[RECORDS PROVIDED]:

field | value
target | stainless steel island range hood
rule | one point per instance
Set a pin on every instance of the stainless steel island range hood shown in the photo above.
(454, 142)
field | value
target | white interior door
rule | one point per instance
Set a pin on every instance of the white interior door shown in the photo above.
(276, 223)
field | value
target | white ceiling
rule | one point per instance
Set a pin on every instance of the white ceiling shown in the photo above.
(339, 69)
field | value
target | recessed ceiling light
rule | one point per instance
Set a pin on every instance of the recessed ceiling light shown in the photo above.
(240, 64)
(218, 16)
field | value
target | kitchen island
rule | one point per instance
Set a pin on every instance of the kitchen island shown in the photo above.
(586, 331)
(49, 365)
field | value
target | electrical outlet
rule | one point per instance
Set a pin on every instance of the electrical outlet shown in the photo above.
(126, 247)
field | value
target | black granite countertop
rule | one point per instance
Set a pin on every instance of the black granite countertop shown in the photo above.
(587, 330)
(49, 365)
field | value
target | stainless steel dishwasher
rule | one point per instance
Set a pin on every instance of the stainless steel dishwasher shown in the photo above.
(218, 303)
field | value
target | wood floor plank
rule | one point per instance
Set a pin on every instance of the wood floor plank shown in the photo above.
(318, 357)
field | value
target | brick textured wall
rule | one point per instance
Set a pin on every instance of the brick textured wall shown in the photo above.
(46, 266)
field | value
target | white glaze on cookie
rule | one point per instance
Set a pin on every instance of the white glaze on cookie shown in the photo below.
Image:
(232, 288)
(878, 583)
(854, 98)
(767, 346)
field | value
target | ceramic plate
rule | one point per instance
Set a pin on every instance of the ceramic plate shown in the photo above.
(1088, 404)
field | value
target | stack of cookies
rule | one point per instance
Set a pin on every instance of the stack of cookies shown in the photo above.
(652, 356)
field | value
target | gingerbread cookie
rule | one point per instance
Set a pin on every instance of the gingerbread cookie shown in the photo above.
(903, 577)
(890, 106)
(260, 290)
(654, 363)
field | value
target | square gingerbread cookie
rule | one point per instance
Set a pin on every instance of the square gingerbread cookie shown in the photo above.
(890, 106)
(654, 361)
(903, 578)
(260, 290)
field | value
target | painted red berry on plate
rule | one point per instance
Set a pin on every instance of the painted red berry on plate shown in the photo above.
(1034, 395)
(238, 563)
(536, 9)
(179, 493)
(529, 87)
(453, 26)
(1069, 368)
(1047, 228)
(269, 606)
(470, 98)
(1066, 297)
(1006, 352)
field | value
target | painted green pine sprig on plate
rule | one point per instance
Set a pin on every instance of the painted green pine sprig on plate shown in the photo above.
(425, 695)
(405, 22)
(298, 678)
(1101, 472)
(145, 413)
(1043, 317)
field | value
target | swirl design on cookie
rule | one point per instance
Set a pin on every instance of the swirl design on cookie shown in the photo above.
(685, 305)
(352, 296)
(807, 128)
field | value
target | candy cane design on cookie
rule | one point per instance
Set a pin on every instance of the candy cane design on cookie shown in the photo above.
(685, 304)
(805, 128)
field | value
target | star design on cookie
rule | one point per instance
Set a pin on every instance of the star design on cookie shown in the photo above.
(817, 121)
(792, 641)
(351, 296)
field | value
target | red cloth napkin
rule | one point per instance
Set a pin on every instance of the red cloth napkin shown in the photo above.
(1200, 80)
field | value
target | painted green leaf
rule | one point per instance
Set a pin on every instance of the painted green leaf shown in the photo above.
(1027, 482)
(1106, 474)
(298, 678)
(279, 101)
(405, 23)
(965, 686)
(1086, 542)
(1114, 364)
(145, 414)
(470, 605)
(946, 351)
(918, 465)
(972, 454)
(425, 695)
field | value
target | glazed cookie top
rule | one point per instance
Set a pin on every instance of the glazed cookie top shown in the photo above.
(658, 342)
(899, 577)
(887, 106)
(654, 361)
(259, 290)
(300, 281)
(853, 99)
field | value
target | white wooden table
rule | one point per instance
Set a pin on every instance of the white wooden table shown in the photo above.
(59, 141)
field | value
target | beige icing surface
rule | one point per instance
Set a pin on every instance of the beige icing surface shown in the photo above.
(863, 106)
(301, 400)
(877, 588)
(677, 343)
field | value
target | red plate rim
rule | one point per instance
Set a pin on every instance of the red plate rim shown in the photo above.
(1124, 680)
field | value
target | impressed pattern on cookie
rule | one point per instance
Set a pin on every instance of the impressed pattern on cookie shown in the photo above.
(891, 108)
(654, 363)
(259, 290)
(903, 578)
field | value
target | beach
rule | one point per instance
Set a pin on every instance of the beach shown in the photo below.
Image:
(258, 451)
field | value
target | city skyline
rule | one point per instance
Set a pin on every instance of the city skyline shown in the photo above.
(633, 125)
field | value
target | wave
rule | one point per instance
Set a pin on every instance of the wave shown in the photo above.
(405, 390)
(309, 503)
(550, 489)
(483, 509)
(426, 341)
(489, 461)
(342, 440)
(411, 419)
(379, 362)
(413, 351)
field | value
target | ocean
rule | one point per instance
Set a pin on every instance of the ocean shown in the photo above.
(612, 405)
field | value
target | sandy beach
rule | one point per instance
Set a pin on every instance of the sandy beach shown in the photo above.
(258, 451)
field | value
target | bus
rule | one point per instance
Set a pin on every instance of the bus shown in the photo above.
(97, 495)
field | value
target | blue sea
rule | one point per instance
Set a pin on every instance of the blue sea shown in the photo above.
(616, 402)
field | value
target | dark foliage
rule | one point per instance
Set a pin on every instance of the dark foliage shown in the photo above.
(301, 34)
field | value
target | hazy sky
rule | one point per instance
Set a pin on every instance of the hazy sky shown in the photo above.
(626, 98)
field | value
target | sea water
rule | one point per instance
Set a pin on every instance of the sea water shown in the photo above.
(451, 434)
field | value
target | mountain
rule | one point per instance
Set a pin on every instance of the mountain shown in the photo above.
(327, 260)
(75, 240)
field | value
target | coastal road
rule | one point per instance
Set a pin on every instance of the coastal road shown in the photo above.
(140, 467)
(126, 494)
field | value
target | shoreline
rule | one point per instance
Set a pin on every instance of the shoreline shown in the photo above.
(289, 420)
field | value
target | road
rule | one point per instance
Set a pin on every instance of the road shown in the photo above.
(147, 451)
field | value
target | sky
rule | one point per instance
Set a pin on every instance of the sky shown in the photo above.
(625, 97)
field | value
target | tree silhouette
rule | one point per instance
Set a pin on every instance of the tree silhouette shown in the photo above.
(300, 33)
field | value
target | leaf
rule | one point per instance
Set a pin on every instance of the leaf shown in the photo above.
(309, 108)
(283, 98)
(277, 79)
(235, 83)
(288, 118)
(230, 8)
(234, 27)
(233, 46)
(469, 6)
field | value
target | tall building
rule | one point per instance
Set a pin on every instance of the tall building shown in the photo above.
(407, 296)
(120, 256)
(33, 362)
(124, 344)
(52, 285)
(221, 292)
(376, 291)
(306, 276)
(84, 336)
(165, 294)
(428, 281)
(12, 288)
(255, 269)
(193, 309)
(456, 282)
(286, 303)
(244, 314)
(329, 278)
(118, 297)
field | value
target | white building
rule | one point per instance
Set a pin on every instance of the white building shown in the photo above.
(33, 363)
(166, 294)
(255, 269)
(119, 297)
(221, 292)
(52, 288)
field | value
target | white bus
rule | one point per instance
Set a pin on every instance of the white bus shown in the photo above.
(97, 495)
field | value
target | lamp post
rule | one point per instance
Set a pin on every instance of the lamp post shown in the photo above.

[TASK STATEMENT]: Give back all of the entries above, unchanged in every word.

[ANSWER SPACE]:
field | value
target | stainless steel island range hood
rule | one point per instance
Set a pin on every instance of the stainless steel island range hood shown in the photo above.
(454, 142)
field | value
target | white interior door
rule | one point per instance
Set a pin on every instance of the white interior door shown in the photo above.
(276, 223)
field | value
target | white ceiling
rule | one point per instance
Set a pin on every instance of the white ceiling shown in the photo above.
(339, 69)
field | value
target | recessed ceiling light
rule | one point per instance
Set a pin on every instance of the recessed ceiling light shown in the photo above.
(240, 64)
(218, 16)
field | value
target | kitchen island
rule | one point per instance
Set a pin on every instance of the kitchen island shown in the photo above.
(586, 331)
(49, 365)
field | value
target | electrical outlet
rule | one point per instance
Set a pin on every instance of the electrical outlet shown in the photo above.
(126, 247)
field | value
target | black granite countertop
rule | one point per instance
Set a pin on every instance of the black granite countertop shown in the photo above.
(587, 330)
(49, 365)
field | value
target | stainless steel dishwasher
rule | one point per instance
Set a pin on every instance of the stainless steel dishwasher shown in the photo above.
(218, 303)
field | value
target | wood floor plank
rule | one point per instance
Set a pin on every instance of the wood floor plank shown in the photo above.
(318, 357)
field | value
target | brick textured wall
rule | one point per instance
Set a pin on every instance of the brick textured wall shown in the photo above.
(46, 266)
field | value
target | white glaze on cookie
rule | one point per instance
Set a pin on every instance of the white glaze on cookie shown in the photo below.
Image:
(232, 288)
(878, 583)
(854, 98)
(767, 346)
field | value
target | ceramic plate
rule | one point per instance
Set a pin on every instance of the ceramic plate shown in the photo above.
(1088, 404)
field | value
target | stack of cookies
rule | one point per instance
Set a pin on every instance of the stack of cookies shown in the photo above.
(652, 356)
field | value
target | gingerbread cookie
rule | one point per instance
Set a pin on every instance of the gingerbread cookie shown in the photo above.
(903, 577)
(890, 106)
(260, 290)
(654, 363)
field | value
target | square gingerbread cookie
rule | one point per instance
Set a pin on every instance of the square gingerbread cookie shown in the photo above.
(890, 106)
(654, 361)
(903, 578)
(260, 290)
field | value
target | painted red berry on plate
rule | one point per instance
Set a pin on every instance of the painted red berry on plate shown in the photo above.
(1034, 395)
(238, 563)
(536, 9)
(179, 493)
(529, 87)
(453, 26)
(1069, 368)
(1047, 228)
(269, 606)
(470, 98)
(1066, 297)
(1006, 352)
field | value
target | painted green pine sprig on plate
rule | one point per instance
Set a pin on every instance of the painted green pine sprig on plate shown in the photo above.
(425, 695)
(405, 22)
(298, 678)
(1101, 472)
(145, 413)
(1043, 317)
field | value
target | swirl design on cookie
rule | one point per instance
Set a pin on every instance of the swirl design on cookie shown in the photo above.
(685, 305)
(352, 296)
(807, 128)
field | value
target | candy cane design on cookie
rule | one point per instance
Set a pin on every instance of the candy cane design on cookie shown in the photo above.
(685, 304)
(805, 128)
field | value
target | star design on cookie
rule | one point per instance
Set a pin on every instance of the star design on cookie shown in the photo above.
(817, 121)
(792, 641)
(351, 296)
field | value
target | red cloth napkin
rule | one point per instance
Set a pin on every instance of the red cloth napkin shown in the photo above.
(1200, 80)
field | value
target | painted green leaf
rule | one point per instance
Set a pin on every instance of the painted green leaf shown in the photo above.
(1027, 482)
(1106, 474)
(298, 678)
(279, 101)
(405, 23)
(965, 686)
(1086, 542)
(1114, 364)
(145, 414)
(470, 605)
(946, 351)
(918, 465)
(972, 454)
(425, 695)
field | value
target | glazed cookie top
rule | one point per instance
Set a pin on every instance of the glazed cookie top shown in the photo above.
(658, 342)
(899, 577)
(887, 106)
(654, 361)
(259, 290)
(300, 281)
(853, 99)
field | value
target | white wooden table
rule | one point per instance
Set a pin on every instance of the white wooden table shown in the photo above.
(59, 141)
field | value
target | beige icing surface
rule | one point per instance
Set a pin on every instance of the beige icing surface shown in the photo above.
(863, 106)
(301, 400)
(877, 588)
(677, 343)
field | value
target | red plate rim
rule | one point per instance
Set a pin on every instance of the red plate rim shown in the photo above.
(1124, 680)
field | value
target | impressed pattern on cookie
rule | one point per instance
Set a pin on every instance of the impressed pattern on cookie shown in the photo above.
(891, 108)
(654, 363)
(259, 290)
(903, 578)
field | value
target | beach
rule | one point per instance
Set a pin on every instance of the beach shown in the photo below.
Image:
(258, 451)
field | value
target | city skyline
rule | one point per instance
Set a pin on every instance of the city skyline shown in the photo above.
(633, 125)
field | value
target | wave
rule | one point per instance
Set a pin on every instance of the wave shown in the photo above.
(405, 390)
(309, 503)
(550, 489)
(483, 509)
(426, 341)
(489, 461)
(342, 440)
(411, 419)
(379, 362)
(413, 351)
field | value
target | ocean
rule | one point per instance
Set a pin on every instance of the ocean shown in the photo above.
(612, 405)
field | value
target | sandy beach
rule | one point per instance
Set a pin on every instance of the sandy beach shown in the photo above.
(258, 451)
field | value
target | bus
rule | one point per instance
Set a pin on every instance of the bus shown in the photo above.
(97, 495)
field | value
target | blue sea
rule | one point per instance
Set a pin on every instance of the blue sea shown in the photo above.
(616, 402)
field | value
target | dark foliage
rule | one point per instance
Set a pin on every instance of the dark foliage shown in the photo above.
(301, 34)
field | value
target | hazy sky
rule | one point per instance
Set a pin on every instance of the hazy sky shown in the photo above.
(626, 98)
field | value
target | sea water
rule | one point per instance
Set a pin on every instance of the sea water shown in the photo above.
(451, 434)
field | value
target | mountain
rule | one point per instance
Set a pin on every instance of the mountain shown in the photo above.
(327, 260)
(75, 240)
field | value
target | coastal road
rule | one point per instance
Set a pin on every instance of the coastal road shown in the photo above.
(140, 467)
(126, 494)
field | value
target | shoreline
rule | one point per instance
Set a pin on every instance of the shoreline shown in the photo above.
(289, 420)
field | value
target | road
rule | one point per instance
Set a pin on every instance of the road shown in the photo above.
(147, 451)
field | value
target | sky
rule | one point per instance
Set a pin on every instance of the sky shown in the photo above.
(625, 97)
field | value
target | tree silhouette
rule | one point per instance
Set a pin on every instance of the tree silhouette shown in the photo above.
(300, 33)
field | value
target | leaf
rule | one point per instance
Set a pin on every instance of the leaf shown in the photo above.
(309, 108)
(283, 98)
(277, 79)
(235, 83)
(288, 118)
(230, 8)
(234, 27)
(233, 46)
(469, 6)
field | value
target | tall building
rule | one point per instance
Set a pin on every instance of the tall building shown in the photo above.
(407, 296)
(120, 256)
(33, 362)
(124, 344)
(52, 285)
(221, 292)
(376, 291)
(306, 276)
(84, 336)
(165, 294)
(428, 281)
(12, 288)
(255, 269)
(193, 309)
(456, 282)
(286, 303)
(244, 314)
(329, 278)
(118, 297)
field | value
target | white building
rule | one point per instance
Set a pin on every instance of the white building shown in the photo above.
(33, 363)
(166, 294)
(255, 269)
(119, 297)
(221, 292)
(52, 288)
field | value
target | white bus
rule | one point per instance
Set a pin on every instance of the white bus shown in the photo above.
(97, 495)
field | value
target | lamp post
rule | one point per instance
Set a pin on every instance of the lamp post shown in the photo above.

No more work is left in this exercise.